━━━ SUPPLIED DATA

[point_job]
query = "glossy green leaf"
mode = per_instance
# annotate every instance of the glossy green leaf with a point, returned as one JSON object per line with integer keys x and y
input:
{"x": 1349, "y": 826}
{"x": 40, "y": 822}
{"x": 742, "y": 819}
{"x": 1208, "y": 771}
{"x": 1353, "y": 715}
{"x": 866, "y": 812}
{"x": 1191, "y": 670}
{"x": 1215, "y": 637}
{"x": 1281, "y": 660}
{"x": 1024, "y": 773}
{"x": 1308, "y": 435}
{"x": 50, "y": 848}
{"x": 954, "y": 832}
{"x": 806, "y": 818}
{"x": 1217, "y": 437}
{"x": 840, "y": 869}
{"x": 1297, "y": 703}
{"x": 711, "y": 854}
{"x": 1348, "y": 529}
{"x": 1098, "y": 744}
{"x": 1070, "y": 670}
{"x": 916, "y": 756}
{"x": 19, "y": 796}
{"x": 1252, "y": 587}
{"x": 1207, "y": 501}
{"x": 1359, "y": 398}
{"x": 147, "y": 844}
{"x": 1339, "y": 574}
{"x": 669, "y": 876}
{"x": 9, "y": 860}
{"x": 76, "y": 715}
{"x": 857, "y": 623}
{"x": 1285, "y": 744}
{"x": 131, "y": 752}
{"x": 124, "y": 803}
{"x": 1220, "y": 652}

━━━━━━

TASK TO COMPLETE: Can you put the material above into a CSV with two columns, task and value, with one row for each thing asked? The wording of what is asked goes under task and its answer under value, each as one quoted field with line breaks replaced by spaces.

RESPONSE TO THIS EXERCISE:
task,value
"[point_job] query = ""glossy green leaf"" mode = per_instance # annotate every instance of the glossy green leaf with a point, returned as one JSON object per line with integer keys x and y input:","{""x"": 1349, ""y"": 826} {""x"": 40, ""y"": 822} {""x"": 742, ""y"": 819} {""x"": 1208, ""y"": 771} {""x"": 1353, ""y"": 715} {""x"": 866, ""y"": 812} {""x"": 1191, ""y"": 670} {""x"": 1215, ""y"": 637} {""x"": 1281, ""y"": 660} {""x"": 1024, ""y"": 773} {""x"": 1308, ""y"": 435} {""x"": 50, ""y"": 848} {""x"": 954, ""y"": 832} {""x"": 806, ""y"": 818} {""x"": 1217, ""y"": 437} {""x"": 840, ""y"": 869} {""x"": 1297, ""y"": 703} {""x"": 711, ""y"": 854} {""x"": 1348, ""y"": 529} {""x"": 1098, ""y"": 744} {""x"": 1070, ""y"": 670} {""x"": 916, ""y"": 756} {""x"": 19, ""y"": 796} {""x"": 1252, ""y"": 587} {""x"": 1207, ""y"": 501} {""x"": 1359, ""y"": 398} {""x"": 147, ""y"": 844} {""x"": 1339, ""y"": 574} {""x"": 669, ""y"": 876} {""x"": 9, ""y"": 860} {""x"": 76, ""y"": 715} {""x"": 857, ""y"": 623} {""x"": 1285, ""y"": 744} {""x"": 131, ""y"": 752} {""x"": 124, ""y"": 803} {""x"": 1220, ""y"": 652}"